* Job *
Summarize the Autodesk University article below in two sentences.

* Selected extract *
........

Throughout the week-long CAD love-fest that is Autodesk University, the one thing you didn’t hear was the word AutoCAD.

For a company that was seen as the 2D behemoth, this was probably the first Autodesk event that demonstrated just how far the company’s product suite has diversified.

Under the leadership of Carol Bartz, Autodesk went from being a teenager to a corporate giant with one product and an attitude problem.

Now with technologist CEO, Carl Bass and team well established at the helm, Autodesk has more customers using a plethora of new products on mobile devices than it does using traditional CAD systems. Autodesk is now a company of experimentation, rapid development and broad ambitions.

As well-experienced AU attendees know, the main keynotes usually give some indication of what’s in the next releases.

This year the format changed somewhat with a concentration on how innovation, technology trends and an uncertain global economy are impacting our lives.

There was also a gaggle of inspirational thinkers who are devising different approaches to design, engineering, education and sustainability.

It’s not at all about what’s in the next software release but how all this new technology can be used to benefit mankind and prepare firms for the waves of change that appear to be increasing in these uncertain times.

Cloud

There was a big focus on explaining the benefits of cloud computing.

This took the shape of first calming fears and stating that the cloud does not mean that software will vanish from CAD workstations, that instead it will augment and expand what designers are used to using today.

The expanded processing and collaboration benefits of using cloud tools will mean not only near instant results for analysis and data everywhere, but will also unburden workstations to carry on designing.

In the future Autodesk envisages a cloud system which will mean that whatever is being designed will constantly be processed by smart super computer systems in the background, providing analysis and photorealistic renderings on demand. Autodesk is already developing analysis tools that will offer multiple optimisation solutions instead of just a single solitary result.

........

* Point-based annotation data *
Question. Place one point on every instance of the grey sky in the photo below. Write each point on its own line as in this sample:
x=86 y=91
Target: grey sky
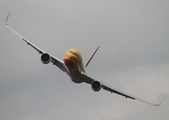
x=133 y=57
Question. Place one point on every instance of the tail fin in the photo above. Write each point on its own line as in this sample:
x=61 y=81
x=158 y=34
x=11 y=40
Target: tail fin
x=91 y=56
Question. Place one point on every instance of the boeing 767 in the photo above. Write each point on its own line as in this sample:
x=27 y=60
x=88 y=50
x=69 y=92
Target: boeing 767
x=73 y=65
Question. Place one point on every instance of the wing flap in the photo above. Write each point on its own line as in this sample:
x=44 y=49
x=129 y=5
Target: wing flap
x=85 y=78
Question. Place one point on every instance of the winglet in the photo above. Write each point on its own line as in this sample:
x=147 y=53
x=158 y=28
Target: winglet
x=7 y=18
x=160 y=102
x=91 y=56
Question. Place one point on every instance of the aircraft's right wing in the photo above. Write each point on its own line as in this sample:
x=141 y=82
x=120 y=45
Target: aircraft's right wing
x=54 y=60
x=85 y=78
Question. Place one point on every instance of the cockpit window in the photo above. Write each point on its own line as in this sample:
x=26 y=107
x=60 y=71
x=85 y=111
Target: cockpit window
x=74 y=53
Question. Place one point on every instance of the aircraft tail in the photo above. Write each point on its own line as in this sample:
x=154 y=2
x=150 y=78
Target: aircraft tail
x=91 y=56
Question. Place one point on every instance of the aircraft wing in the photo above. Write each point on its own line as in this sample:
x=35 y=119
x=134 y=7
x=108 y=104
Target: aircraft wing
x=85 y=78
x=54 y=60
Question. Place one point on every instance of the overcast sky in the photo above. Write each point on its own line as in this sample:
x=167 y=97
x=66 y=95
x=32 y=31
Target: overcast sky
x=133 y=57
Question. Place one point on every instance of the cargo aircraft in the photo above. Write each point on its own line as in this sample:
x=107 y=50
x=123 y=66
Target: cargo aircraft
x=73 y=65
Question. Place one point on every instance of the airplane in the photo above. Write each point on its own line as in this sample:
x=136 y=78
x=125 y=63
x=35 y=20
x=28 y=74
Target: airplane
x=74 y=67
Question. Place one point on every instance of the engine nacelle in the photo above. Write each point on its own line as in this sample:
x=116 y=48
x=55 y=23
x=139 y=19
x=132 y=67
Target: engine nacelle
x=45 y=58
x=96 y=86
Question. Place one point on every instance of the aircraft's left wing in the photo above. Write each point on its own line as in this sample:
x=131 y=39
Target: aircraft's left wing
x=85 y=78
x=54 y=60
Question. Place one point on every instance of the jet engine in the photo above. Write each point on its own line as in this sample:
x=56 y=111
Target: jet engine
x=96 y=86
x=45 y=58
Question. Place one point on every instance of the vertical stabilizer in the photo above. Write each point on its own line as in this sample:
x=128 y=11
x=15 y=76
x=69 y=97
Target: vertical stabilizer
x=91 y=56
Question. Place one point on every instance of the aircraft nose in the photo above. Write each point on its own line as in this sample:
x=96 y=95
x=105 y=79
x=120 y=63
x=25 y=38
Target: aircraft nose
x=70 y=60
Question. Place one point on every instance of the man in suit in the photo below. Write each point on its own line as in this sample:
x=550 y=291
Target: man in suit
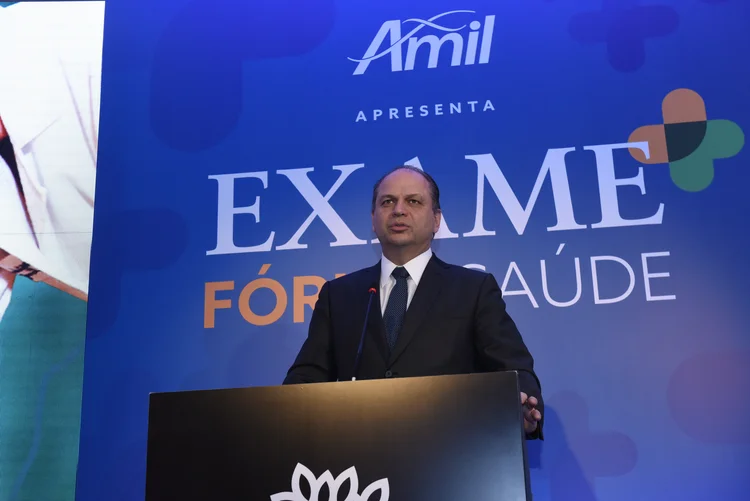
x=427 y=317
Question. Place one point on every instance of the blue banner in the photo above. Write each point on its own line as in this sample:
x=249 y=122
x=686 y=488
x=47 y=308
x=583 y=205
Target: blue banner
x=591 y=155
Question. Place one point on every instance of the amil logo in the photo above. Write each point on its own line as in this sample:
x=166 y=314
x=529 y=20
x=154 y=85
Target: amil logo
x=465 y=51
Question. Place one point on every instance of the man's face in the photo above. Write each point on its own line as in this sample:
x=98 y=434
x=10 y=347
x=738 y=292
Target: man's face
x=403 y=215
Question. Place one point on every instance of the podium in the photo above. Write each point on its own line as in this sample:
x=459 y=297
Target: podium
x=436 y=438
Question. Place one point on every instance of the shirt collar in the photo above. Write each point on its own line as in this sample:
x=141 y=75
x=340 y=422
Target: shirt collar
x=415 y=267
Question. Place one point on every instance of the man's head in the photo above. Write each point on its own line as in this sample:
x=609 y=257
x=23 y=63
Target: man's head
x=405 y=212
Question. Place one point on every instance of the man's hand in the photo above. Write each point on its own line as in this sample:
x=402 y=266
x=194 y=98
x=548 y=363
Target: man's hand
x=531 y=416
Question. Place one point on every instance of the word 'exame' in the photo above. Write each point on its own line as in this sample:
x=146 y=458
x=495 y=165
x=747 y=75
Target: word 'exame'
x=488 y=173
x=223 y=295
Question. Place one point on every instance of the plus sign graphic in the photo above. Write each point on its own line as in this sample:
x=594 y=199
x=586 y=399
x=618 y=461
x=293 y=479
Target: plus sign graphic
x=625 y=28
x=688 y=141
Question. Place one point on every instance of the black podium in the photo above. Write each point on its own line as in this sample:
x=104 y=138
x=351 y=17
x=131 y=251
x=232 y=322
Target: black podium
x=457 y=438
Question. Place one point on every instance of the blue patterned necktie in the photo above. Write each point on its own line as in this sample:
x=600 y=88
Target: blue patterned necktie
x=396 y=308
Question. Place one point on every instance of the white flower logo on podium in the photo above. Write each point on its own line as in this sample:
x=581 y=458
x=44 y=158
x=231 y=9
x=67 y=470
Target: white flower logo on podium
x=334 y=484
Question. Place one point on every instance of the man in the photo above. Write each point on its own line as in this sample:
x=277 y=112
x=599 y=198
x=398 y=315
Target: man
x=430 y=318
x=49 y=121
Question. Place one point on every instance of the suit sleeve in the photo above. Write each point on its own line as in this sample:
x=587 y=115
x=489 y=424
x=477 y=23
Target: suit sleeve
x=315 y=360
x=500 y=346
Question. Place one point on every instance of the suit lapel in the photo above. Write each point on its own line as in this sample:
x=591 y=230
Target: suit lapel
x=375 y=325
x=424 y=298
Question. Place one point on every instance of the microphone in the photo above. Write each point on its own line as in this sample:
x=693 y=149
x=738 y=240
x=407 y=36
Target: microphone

........

* The completed task *
At Autodesk University the word AutoCAD went unheard, and the keynotes focused on how innovation, technology trends and an uncertain global economy are affecting our lives rather than on what the next software releases contain. A major theme was cloud computing, which Autodesk presented as augmenting rather than replacing software on CAD workstations, with near instant analysis, data everywhere and, in the future, constant background processing that delivers analysis and photorealistic renderings on demand.